**Directions:** Rewrite the entries from the line with "TARGET: blonde hair" through the end of the entries, both ends included, keeping every request line as is. Shift each coordinate in the answers by adding 89 to both of its numbers.

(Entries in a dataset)
⟨
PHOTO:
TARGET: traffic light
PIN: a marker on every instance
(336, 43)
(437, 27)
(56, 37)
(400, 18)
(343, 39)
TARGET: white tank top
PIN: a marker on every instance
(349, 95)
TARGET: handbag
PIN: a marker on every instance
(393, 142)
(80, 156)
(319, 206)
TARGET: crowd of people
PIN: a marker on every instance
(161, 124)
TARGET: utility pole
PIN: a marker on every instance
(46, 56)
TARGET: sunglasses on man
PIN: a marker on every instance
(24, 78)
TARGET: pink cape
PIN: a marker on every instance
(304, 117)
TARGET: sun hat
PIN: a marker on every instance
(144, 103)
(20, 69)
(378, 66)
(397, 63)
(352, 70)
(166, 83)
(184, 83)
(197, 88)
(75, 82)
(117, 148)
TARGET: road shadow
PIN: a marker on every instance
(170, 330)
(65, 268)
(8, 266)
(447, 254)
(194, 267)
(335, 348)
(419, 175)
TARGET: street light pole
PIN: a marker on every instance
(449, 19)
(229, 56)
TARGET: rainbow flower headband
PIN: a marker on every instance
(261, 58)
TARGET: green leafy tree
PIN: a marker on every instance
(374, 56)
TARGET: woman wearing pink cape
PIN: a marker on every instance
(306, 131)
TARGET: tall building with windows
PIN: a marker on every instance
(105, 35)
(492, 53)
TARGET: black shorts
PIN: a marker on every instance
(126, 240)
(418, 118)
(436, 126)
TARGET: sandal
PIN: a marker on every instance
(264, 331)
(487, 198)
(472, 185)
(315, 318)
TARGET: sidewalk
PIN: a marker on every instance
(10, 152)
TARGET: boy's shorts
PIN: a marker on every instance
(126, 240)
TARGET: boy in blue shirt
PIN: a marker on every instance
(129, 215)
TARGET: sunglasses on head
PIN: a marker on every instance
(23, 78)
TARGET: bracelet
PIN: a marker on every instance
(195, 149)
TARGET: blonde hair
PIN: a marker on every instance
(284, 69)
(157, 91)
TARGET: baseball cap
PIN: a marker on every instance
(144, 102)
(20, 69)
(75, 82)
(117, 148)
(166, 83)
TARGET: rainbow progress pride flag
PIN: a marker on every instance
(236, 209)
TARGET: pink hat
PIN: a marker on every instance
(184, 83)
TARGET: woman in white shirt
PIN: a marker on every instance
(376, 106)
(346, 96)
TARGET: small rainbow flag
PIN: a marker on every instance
⟩
**Correct result:**
TARGET: blonde hair
PIN: a marker on every instance
(373, 158)
(246, 180)
TARGET: baseball cap
PIN: a marker on every instance
(233, 191)
(109, 158)
(164, 171)
(206, 237)
(255, 172)
TARGET: rainbow progress pride flag
PIN: a marker on every instance
(325, 298)
TARGET: pink hat
PIN: a marker on every instance
(273, 172)
TARGET: woman in white shirt
PIN: a marker on every instance
(465, 195)
(435, 185)
TARGET: small rainbow flag
PIN: a marker on every instance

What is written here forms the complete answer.